Examine the material below and count the lines that hold the word "query". Report only the number.

=== Begin Enclosure ===

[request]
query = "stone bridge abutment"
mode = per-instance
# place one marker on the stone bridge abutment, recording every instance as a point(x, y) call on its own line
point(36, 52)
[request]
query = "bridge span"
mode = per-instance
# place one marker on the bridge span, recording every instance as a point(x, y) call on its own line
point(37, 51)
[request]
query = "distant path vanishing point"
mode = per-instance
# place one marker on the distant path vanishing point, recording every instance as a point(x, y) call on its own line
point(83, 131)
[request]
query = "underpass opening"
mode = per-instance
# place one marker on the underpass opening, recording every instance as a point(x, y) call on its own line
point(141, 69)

=== End Enclosure ===
=== Begin Enclosure ===

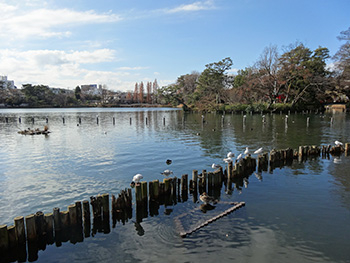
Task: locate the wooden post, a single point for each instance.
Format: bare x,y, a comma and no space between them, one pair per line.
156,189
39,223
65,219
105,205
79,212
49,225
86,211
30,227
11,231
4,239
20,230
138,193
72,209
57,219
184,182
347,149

=== End Enclosure ===

## Completed task
4